■ **The problem**: Restate each entry word for word, leaving nothing out.

■ **Supplied information**:
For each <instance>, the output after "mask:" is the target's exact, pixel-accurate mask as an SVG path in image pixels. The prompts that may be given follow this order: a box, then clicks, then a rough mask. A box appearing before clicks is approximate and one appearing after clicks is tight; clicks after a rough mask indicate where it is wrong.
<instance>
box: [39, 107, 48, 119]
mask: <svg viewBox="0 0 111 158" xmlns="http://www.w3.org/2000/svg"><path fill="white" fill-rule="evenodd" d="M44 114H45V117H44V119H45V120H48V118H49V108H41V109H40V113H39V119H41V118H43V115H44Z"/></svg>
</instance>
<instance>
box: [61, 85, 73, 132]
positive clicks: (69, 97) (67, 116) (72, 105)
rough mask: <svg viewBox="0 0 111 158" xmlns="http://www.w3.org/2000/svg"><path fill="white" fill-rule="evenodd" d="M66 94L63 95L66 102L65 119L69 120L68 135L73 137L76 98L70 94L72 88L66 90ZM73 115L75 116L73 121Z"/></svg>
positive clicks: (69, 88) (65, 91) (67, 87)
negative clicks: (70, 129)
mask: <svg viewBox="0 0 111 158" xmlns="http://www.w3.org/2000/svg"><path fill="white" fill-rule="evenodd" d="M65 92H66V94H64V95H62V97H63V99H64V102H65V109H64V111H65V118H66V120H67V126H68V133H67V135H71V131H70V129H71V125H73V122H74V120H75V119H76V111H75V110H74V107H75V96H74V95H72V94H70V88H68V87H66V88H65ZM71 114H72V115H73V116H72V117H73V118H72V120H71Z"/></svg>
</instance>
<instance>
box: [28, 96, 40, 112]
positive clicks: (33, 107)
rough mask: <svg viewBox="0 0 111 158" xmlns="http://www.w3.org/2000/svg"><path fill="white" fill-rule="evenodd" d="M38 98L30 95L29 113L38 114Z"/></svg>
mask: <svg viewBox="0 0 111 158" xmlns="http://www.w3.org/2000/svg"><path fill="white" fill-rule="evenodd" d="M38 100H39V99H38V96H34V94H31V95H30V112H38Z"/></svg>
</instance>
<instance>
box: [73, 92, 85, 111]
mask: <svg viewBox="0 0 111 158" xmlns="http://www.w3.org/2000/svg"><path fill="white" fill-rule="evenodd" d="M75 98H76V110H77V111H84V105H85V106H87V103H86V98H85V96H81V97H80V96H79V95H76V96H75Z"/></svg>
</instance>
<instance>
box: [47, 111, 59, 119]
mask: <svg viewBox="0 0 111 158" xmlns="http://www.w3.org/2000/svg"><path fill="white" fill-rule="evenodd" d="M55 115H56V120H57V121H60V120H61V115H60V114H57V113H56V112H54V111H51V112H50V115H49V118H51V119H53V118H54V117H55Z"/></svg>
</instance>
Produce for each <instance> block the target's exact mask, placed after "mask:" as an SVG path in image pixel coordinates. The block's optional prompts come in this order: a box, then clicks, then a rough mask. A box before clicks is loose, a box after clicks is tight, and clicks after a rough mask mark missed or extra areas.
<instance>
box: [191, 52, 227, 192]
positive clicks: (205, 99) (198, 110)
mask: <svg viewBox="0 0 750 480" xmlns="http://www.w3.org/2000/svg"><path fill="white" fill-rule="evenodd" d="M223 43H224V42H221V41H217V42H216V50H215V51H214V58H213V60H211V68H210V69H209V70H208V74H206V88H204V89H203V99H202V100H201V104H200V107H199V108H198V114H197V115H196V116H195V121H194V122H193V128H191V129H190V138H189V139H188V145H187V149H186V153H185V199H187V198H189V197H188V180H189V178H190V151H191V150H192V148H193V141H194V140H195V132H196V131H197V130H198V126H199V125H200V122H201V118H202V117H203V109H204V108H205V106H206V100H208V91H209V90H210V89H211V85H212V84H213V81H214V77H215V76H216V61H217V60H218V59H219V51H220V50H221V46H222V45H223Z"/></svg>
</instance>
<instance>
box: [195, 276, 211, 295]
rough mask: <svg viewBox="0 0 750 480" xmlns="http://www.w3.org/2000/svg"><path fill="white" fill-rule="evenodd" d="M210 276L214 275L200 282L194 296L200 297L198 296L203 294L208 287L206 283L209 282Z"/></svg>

■ **Worked solution**:
For each <instance>, the output after "mask:" is the target's exact, pixel-accurate mask as an SVG path in image pixels. The prompts that may be given follow this order: a box, then clicks, then a rough mask. A box appearing before clicks is approximate and one appearing after clicks is tight; clicks after a rough mask indicate where it is wrong.
<instance>
box: [39, 107, 48, 119]
mask: <svg viewBox="0 0 111 158" xmlns="http://www.w3.org/2000/svg"><path fill="white" fill-rule="evenodd" d="M44 114H45V117H44V119H45V120H48V118H49V108H41V109H40V113H39V119H41V118H43V115H44Z"/></svg>
</instance>
<instance>
box: [61, 85, 73, 132]
positive clicks: (69, 97) (67, 116) (72, 105)
rough mask: <svg viewBox="0 0 111 158" xmlns="http://www.w3.org/2000/svg"><path fill="white" fill-rule="evenodd" d="M66 94L63 95L66 102L65 119L69 120L68 135L73 137L76 98L70 94L72 88L66 90ZM73 115L75 116L73 121Z"/></svg>
positive clicks: (69, 88) (65, 91) (67, 87)
negative clicks: (70, 129)
mask: <svg viewBox="0 0 111 158" xmlns="http://www.w3.org/2000/svg"><path fill="white" fill-rule="evenodd" d="M65 92H66V94H64V95H62V97H63V99H64V102H65V109H64V111H65V118H66V120H67V126H68V133H67V135H71V131H70V129H71V125H73V122H74V120H75V119H76V111H75V110H74V107H75V96H74V95H72V94H70V88H68V87H66V88H65ZM71 114H72V115H73V116H72V117H73V118H72V120H71Z"/></svg>
</instance>
<instance>
box: [28, 96, 40, 112]
positive clicks: (33, 107)
rough mask: <svg viewBox="0 0 111 158" xmlns="http://www.w3.org/2000/svg"><path fill="white" fill-rule="evenodd" d="M38 98L30 95L29 113L38 114Z"/></svg>
mask: <svg viewBox="0 0 111 158" xmlns="http://www.w3.org/2000/svg"><path fill="white" fill-rule="evenodd" d="M38 100H39V99H38V96H34V94H31V95H30V112H38Z"/></svg>
</instance>
<instance>
box: [73, 92, 85, 111]
mask: <svg viewBox="0 0 111 158" xmlns="http://www.w3.org/2000/svg"><path fill="white" fill-rule="evenodd" d="M75 98H76V110H77V111H84V105H85V106H87V103H86V98H85V96H81V97H80V96H79V95H76V96H75Z"/></svg>
</instance>
<instance>
box: [47, 111, 59, 119]
mask: <svg viewBox="0 0 111 158" xmlns="http://www.w3.org/2000/svg"><path fill="white" fill-rule="evenodd" d="M55 115H56V120H57V121H60V120H61V115H60V114H57V113H56V112H54V111H51V112H50V115H49V118H51V119H53V118H54V117H55Z"/></svg>
</instance>
Produce for each <instance> block the target's exact mask, placed after "mask:" as an SVG path in image pixel coordinates. The block's optional prompts come in this order: a box, then clicks, then a rough mask. A box before clicks is loose, a box after clicks is tight, and clicks after a rough mask mark missed or extra areas.
<instance>
box: [191, 52, 227, 192]
positive clicks: (205, 99) (198, 110)
mask: <svg viewBox="0 0 750 480" xmlns="http://www.w3.org/2000/svg"><path fill="white" fill-rule="evenodd" d="M223 43H224V42H221V41H217V42H216V50H215V51H214V58H213V60H211V68H210V69H209V70H208V74H206V88H204V89H203V99H202V100H201V104H200V107H199V108H198V114H197V115H196V116H195V121H194V122H193V128H191V129H190V138H189V139H188V145H187V149H186V153H185V199H187V198H189V197H188V180H189V178H190V151H191V150H192V148H193V141H194V140H195V132H196V131H197V130H198V126H199V125H200V122H201V118H202V117H203V109H204V108H205V106H206V100H208V91H209V90H210V89H211V85H212V84H213V81H214V77H215V76H216V61H217V60H218V59H219V51H220V50H221V46H222V45H223Z"/></svg>
</instance>
<instance>
box: [195, 276, 211, 295]
rough mask: <svg viewBox="0 0 750 480" xmlns="http://www.w3.org/2000/svg"><path fill="white" fill-rule="evenodd" d="M210 276L214 275L200 282L194 296L200 297L198 296L203 294L208 287L206 283L209 282Z"/></svg>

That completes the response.